Work task -
Write out the lines starting at the one that holds "where every signboard" and ending with the final line of the data, exactly and with no others.

______________________________

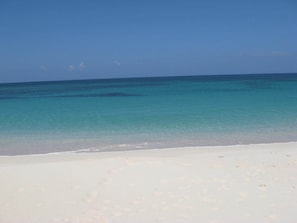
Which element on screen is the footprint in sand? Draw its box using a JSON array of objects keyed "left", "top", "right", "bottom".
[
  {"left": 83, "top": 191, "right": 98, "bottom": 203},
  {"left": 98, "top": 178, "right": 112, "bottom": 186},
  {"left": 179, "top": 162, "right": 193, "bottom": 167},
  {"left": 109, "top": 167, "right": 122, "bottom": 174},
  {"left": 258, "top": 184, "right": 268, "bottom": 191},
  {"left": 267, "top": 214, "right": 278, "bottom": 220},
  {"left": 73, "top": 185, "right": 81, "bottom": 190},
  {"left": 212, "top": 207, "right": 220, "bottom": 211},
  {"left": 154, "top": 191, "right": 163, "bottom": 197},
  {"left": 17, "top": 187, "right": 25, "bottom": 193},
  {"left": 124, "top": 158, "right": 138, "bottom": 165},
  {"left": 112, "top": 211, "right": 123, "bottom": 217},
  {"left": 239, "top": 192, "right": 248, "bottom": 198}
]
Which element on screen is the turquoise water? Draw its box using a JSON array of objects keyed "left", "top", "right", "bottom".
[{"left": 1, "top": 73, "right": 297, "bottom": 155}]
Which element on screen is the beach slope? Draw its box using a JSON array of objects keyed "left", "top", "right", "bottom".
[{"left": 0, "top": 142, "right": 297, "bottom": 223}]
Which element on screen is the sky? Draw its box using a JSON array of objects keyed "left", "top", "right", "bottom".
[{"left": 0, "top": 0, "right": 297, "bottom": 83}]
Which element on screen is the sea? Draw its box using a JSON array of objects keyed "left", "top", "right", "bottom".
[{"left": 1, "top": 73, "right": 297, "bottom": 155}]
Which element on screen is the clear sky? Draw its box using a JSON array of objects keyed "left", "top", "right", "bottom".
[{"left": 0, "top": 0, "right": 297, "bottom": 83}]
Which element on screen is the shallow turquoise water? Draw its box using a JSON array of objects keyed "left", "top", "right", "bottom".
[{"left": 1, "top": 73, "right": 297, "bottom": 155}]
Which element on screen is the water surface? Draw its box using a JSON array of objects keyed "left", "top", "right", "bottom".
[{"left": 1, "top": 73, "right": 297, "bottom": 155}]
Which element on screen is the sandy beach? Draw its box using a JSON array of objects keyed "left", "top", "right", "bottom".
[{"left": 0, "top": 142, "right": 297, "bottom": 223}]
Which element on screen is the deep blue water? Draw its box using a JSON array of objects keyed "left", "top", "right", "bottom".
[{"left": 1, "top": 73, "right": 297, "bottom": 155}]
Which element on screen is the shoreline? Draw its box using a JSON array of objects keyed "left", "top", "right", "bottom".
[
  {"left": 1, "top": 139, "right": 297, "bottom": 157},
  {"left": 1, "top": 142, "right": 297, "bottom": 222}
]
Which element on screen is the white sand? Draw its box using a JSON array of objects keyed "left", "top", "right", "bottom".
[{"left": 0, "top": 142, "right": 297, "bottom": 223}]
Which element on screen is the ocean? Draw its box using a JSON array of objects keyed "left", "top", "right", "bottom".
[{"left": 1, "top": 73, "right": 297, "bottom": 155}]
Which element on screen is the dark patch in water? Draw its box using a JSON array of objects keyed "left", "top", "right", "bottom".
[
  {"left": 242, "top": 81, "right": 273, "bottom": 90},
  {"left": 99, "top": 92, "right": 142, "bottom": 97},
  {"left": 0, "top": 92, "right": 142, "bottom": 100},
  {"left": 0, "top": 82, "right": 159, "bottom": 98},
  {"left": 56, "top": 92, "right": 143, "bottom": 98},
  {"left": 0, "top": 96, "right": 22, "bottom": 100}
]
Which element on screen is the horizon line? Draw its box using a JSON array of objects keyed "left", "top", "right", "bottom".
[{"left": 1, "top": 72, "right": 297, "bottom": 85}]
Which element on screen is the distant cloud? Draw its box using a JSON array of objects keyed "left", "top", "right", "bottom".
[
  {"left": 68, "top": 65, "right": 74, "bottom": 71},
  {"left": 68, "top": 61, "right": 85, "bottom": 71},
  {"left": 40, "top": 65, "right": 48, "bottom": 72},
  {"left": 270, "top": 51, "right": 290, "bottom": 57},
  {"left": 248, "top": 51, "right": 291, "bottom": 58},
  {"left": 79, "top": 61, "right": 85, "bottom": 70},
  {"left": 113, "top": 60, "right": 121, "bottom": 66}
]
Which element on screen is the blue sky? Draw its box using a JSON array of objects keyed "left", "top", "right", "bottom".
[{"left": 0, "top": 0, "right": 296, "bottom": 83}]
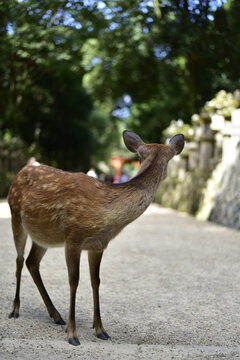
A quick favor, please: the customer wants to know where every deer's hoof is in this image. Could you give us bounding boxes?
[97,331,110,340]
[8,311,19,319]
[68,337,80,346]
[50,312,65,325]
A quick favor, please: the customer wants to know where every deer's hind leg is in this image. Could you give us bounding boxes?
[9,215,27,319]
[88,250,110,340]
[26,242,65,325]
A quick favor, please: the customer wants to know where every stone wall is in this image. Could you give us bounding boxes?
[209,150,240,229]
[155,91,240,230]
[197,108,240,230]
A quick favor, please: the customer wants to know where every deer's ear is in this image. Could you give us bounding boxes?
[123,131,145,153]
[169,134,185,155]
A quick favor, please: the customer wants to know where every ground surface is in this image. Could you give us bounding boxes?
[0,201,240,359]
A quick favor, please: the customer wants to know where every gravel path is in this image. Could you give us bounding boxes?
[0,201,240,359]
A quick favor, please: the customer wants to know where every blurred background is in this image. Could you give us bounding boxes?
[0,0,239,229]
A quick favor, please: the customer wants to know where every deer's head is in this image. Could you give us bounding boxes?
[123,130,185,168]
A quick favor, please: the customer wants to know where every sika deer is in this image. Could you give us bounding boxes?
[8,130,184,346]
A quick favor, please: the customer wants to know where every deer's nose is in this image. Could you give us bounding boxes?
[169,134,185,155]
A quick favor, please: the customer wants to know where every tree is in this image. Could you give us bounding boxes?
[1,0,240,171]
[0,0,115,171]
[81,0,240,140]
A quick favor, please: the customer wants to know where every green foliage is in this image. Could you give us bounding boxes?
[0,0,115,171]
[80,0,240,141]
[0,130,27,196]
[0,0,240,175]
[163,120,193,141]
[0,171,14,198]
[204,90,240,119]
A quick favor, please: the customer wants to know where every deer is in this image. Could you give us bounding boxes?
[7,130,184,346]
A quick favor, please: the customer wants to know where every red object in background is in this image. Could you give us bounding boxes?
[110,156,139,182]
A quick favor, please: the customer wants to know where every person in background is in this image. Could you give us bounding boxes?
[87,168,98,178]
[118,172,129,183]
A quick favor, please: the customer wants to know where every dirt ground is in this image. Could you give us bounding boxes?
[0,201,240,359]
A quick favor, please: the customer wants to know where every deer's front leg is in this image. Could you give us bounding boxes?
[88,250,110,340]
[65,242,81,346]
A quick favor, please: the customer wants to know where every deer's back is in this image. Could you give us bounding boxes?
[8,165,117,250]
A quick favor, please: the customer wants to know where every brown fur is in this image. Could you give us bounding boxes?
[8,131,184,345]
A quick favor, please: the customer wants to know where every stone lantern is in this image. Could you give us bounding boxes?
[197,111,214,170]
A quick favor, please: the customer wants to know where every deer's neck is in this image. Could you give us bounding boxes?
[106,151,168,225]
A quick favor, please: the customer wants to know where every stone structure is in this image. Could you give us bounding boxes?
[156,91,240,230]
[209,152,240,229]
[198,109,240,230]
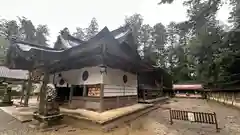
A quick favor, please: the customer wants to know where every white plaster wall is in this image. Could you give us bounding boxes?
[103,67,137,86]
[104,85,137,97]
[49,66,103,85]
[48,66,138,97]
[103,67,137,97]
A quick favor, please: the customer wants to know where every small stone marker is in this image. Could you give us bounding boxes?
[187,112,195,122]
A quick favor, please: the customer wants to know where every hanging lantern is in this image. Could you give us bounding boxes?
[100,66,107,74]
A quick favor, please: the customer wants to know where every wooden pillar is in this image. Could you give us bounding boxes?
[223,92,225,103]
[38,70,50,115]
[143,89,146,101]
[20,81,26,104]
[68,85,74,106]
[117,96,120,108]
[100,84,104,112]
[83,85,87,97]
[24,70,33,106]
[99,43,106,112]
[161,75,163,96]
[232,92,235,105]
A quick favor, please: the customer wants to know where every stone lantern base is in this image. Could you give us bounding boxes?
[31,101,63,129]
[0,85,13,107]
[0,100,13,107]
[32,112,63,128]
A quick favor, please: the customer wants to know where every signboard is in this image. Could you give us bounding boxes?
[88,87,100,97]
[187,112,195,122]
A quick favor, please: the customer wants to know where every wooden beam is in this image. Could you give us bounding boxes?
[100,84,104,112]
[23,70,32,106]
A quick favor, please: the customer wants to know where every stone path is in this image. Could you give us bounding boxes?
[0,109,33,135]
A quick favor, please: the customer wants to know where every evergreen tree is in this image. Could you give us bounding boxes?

______________________________

Written reply -
A quick favor, please: the customer wants to know where every signboard is in this image. Could you give us bounding boxes?
[88,87,100,97]
[187,112,195,122]
A quick favor, please: the customer wants to know where every wooden beam is in this image. Could you give us bounding boxes?
[100,84,104,112]
[23,70,32,106]
A quick favor, please: the customer wants to know where every stone path is in this image. Could you give us bounding boxes?
[0,109,33,135]
A quick favor, please: the customer wants to know where every evergreen tree is in this image. Could you give us bounding boxes?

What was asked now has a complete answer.